Records for this task START
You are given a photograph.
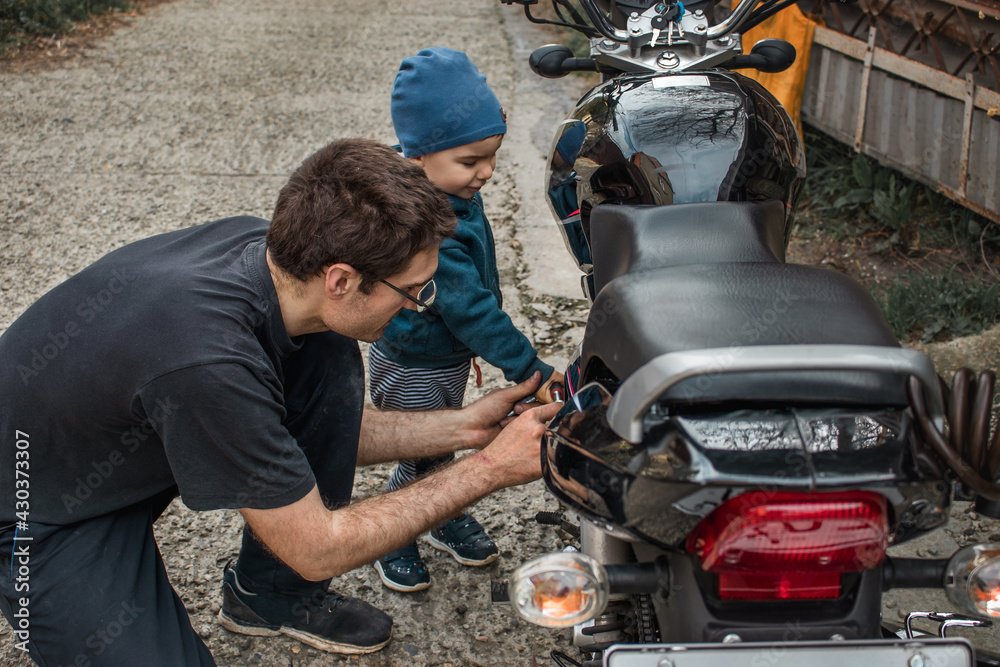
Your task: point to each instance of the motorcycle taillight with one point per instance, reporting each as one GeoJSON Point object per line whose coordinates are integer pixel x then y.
{"type": "Point", "coordinates": [791, 546]}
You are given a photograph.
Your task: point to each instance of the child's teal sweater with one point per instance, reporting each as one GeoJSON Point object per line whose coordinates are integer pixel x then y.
{"type": "Point", "coordinates": [467, 318]}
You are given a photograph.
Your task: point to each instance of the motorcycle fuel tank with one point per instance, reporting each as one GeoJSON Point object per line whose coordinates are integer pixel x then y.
{"type": "Point", "coordinates": [668, 139]}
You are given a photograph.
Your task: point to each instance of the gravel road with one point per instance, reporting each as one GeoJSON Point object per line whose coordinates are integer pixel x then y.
{"type": "Point", "coordinates": [199, 110]}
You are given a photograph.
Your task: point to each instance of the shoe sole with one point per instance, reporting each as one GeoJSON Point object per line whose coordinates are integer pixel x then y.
{"type": "Point", "coordinates": [438, 544]}
{"type": "Point", "coordinates": [402, 588]}
{"type": "Point", "coordinates": [304, 637]}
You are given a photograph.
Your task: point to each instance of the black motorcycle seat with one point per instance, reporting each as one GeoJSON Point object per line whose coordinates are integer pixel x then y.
{"type": "Point", "coordinates": [643, 314]}
{"type": "Point", "coordinates": [638, 238]}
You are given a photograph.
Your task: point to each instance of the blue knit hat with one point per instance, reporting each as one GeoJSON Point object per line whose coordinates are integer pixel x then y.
{"type": "Point", "coordinates": [440, 101]}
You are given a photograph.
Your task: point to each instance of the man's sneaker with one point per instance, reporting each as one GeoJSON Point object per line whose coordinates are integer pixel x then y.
{"type": "Point", "coordinates": [466, 540]}
{"type": "Point", "coordinates": [403, 570]}
{"type": "Point", "coordinates": [335, 623]}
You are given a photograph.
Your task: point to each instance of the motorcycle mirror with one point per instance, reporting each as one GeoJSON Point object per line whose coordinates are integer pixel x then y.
{"type": "Point", "coordinates": [778, 54]}
{"type": "Point", "coordinates": [767, 55]}
{"type": "Point", "coordinates": [555, 60]}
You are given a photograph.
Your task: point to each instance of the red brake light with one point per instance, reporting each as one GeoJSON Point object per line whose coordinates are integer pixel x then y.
{"type": "Point", "coordinates": [780, 546]}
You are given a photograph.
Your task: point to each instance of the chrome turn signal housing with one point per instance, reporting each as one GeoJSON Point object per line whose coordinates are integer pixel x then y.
{"type": "Point", "coordinates": [559, 590]}
{"type": "Point", "coordinates": [972, 580]}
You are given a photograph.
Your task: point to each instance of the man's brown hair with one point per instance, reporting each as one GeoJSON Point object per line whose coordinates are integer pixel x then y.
{"type": "Point", "coordinates": [357, 202]}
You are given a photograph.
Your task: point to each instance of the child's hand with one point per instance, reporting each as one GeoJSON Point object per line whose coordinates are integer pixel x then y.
{"type": "Point", "coordinates": [555, 381]}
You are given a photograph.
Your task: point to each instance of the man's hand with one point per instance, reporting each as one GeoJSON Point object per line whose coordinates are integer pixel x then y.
{"type": "Point", "coordinates": [513, 456]}
{"type": "Point", "coordinates": [544, 393]}
{"type": "Point", "coordinates": [319, 543]}
{"type": "Point", "coordinates": [489, 414]}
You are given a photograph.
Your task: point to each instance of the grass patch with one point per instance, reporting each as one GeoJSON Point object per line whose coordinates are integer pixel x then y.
{"type": "Point", "coordinates": [931, 262]}
{"type": "Point", "coordinates": [25, 19]}
{"type": "Point", "coordinates": [855, 196]}
{"type": "Point", "coordinates": [931, 307]}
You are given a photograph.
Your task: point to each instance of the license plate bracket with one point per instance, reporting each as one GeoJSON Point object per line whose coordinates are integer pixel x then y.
{"type": "Point", "coordinates": [924, 652]}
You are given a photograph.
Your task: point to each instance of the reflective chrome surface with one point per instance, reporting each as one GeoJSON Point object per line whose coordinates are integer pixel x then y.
{"type": "Point", "coordinates": [660, 489]}
{"type": "Point", "coordinates": [671, 138]}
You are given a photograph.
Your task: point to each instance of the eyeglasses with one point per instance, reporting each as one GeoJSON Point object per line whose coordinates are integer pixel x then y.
{"type": "Point", "coordinates": [425, 296]}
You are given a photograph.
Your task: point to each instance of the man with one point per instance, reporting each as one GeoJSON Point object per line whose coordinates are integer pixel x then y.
{"type": "Point", "coordinates": [221, 363]}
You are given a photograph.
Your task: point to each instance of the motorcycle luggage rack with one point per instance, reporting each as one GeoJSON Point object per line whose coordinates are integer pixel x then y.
{"type": "Point", "coordinates": [643, 388]}
{"type": "Point", "coordinates": [947, 620]}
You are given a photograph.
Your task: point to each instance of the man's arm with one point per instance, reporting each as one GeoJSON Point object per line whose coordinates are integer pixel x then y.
{"type": "Point", "coordinates": [319, 543]}
{"type": "Point", "coordinates": [391, 435]}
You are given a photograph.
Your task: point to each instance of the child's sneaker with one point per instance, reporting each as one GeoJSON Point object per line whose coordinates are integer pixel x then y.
{"type": "Point", "coordinates": [465, 539]}
{"type": "Point", "coordinates": [403, 570]}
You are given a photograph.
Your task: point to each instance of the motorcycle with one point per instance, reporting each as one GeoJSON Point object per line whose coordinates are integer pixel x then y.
{"type": "Point", "coordinates": [742, 438]}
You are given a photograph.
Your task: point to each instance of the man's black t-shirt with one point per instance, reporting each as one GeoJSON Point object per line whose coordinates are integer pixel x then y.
{"type": "Point", "coordinates": [160, 365]}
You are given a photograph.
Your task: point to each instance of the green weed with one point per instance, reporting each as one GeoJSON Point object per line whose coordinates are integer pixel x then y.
{"type": "Point", "coordinates": [854, 196]}
{"type": "Point", "coordinates": [929, 307]}
{"type": "Point", "coordinates": [28, 18]}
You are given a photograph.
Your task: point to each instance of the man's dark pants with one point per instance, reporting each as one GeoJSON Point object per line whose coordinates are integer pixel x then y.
{"type": "Point", "coordinates": [98, 589]}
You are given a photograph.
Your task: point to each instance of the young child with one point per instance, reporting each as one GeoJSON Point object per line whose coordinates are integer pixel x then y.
{"type": "Point", "coordinates": [449, 122]}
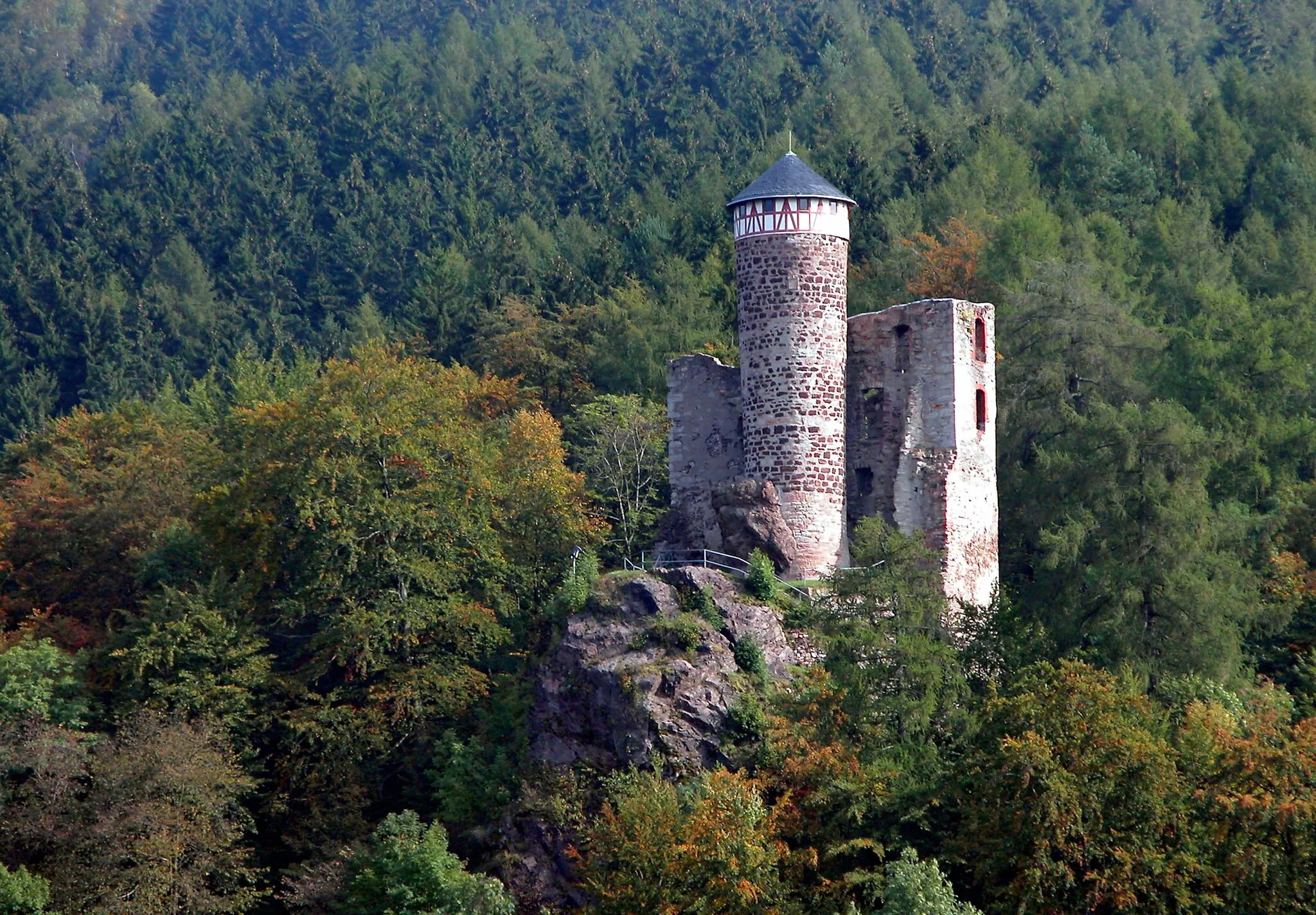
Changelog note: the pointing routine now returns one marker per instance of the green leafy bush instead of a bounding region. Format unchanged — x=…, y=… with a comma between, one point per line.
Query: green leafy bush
x=748, y=719
x=749, y=656
x=408, y=871
x=577, y=583
x=762, y=581
x=22, y=893
x=37, y=682
x=683, y=632
x=919, y=887
x=702, y=603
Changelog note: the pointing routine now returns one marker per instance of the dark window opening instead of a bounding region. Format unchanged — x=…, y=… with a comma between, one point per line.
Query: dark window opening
x=902, y=346
x=874, y=413
x=864, y=478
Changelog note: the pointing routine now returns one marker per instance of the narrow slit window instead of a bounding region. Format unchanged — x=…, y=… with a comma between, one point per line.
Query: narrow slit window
x=874, y=413
x=864, y=479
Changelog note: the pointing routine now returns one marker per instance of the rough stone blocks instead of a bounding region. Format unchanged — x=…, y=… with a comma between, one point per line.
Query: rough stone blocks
x=792, y=342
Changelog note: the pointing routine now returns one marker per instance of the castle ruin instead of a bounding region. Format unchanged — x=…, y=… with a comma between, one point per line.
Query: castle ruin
x=833, y=418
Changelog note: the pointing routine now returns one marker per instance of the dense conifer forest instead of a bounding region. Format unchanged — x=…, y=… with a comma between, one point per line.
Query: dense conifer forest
x=331, y=328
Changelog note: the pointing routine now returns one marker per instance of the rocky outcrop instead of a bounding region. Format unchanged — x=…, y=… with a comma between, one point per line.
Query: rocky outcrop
x=742, y=619
x=749, y=514
x=618, y=691
x=635, y=681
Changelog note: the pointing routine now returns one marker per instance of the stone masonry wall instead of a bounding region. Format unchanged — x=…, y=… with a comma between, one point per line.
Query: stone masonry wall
x=792, y=342
x=915, y=453
x=704, y=444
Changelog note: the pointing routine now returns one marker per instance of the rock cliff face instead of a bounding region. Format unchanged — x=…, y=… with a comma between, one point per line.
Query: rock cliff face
x=636, y=680
x=643, y=684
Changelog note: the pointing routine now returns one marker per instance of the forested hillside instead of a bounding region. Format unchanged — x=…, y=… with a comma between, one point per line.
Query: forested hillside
x=324, y=323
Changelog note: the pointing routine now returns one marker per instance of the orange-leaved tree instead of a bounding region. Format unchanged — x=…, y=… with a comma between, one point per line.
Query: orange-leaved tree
x=948, y=265
x=80, y=501
x=1254, y=801
x=703, y=847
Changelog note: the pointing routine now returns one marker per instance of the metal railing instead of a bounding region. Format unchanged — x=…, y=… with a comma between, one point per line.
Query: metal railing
x=708, y=558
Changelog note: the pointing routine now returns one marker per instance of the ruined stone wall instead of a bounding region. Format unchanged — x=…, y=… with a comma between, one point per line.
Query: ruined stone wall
x=792, y=342
x=704, y=444
x=973, y=517
x=915, y=453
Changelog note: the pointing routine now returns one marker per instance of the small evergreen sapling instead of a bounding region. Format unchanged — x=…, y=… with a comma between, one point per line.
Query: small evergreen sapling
x=919, y=887
x=762, y=581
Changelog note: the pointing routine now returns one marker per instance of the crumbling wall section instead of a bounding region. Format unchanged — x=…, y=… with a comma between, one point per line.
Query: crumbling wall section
x=920, y=382
x=973, y=515
x=704, y=445
x=792, y=344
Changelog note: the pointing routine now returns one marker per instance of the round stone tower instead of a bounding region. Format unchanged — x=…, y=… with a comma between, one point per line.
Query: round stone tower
x=792, y=244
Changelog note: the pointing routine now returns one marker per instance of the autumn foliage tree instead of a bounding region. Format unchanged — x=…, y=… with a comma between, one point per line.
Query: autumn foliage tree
x=948, y=262
x=1072, y=799
x=706, y=847
x=80, y=501
x=387, y=520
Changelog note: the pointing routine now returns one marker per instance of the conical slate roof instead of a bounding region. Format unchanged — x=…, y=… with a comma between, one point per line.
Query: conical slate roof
x=790, y=178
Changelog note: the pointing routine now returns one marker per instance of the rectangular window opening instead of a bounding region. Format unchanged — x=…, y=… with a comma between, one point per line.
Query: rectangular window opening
x=874, y=413
x=902, y=346
x=864, y=478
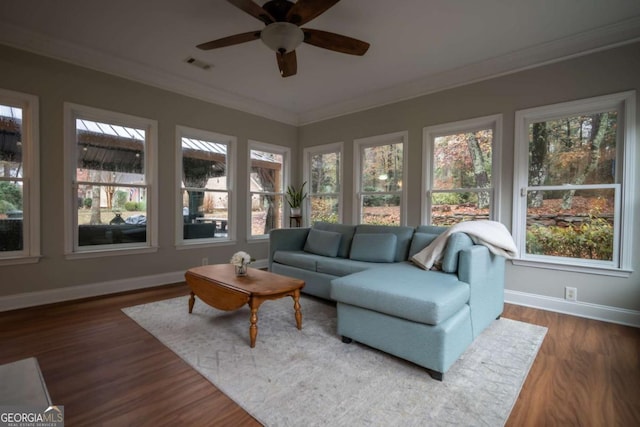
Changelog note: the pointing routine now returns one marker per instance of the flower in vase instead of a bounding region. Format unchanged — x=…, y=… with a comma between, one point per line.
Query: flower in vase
x=241, y=259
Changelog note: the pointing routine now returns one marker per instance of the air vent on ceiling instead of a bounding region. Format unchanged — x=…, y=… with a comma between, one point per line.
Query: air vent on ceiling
x=197, y=63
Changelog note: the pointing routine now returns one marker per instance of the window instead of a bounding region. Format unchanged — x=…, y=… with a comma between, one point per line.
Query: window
x=460, y=177
x=205, y=192
x=19, y=178
x=573, y=192
x=268, y=175
x=111, y=165
x=323, y=173
x=380, y=168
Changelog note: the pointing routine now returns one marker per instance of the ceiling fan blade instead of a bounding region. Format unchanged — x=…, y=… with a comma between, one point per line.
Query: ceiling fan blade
x=254, y=10
x=229, y=41
x=304, y=11
x=335, y=42
x=287, y=63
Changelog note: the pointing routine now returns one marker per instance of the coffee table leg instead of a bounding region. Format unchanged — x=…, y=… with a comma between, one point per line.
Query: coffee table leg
x=192, y=301
x=296, y=307
x=253, y=329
Records for this task END
Please retype exactly the lines from the one containing "Query: autumn foliage tree" to the last line of the records above, both included, without any pictures.

▸ Answer section
Query: autumn foliage tree
x=948, y=262
x=1072, y=799
x=706, y=847
x=80, y=501
x=387, y=520
Changelog note: the pointing routine now returns one marker per instance of the conical slate roof instead of a bounding region. Format unchanged — x=…, y=… with a comma between, one point per line.
Query: conical slate roof
x=790, y=178
Changelog note: the pointing routine now returns one marker per instance of the rectangular window opening instead of a bounding region. Format unchanged — x=…, y=… with a comma between, one point per line.
Query: rectangular window opening
x=874, y=413
x=902, y=346
x=864, y=478
Changelog note: the pointing routine now returns one marker per instance of the flower in vase instead of a bounding region. Format unchanged — x=…, y=… with a comma between, one point per line.
Query: flower in vase
x=241, y=259
Changelog note: the pointing routine now returns one marker per instance of the air vent on ceiling instead of a bounding region. Format unchanged — x=…, y=… with a comma between, one point per line.
Query: air vent on ceiling
x=197, y=63
Changelog note: the pointing routine now returns one marker per instance of the window instead of a bounding region. Format unchanged — x=…, y=… with a comma between, one point per line.
Query: window
x=460, y=177
x=205, y=192
x=19, y=178
x=573, y=192
x=268, y=175
x=111, y=165
x=323, y=173
x=380, y=168
Changelog note: the pointing routine now returns one marker per instance of the ceiling fan blade instead of a bounding region. Format unchanged — x=…, y=… with a comma between, one point per line.
Query: ceiling fan blade
x=254, y=10
x=229, y=41
x=304, y=11
x=335, y=42
x=287, y=63
Changelog note: the pointing routine now returns one marker per instance of the coffee table leg instead of a bounding region. Format unchanged — x=…, y=… with a comma between, one point per line.
Query: coffee table leg
x=192, y=301
x=296, y=307
x=253, y=329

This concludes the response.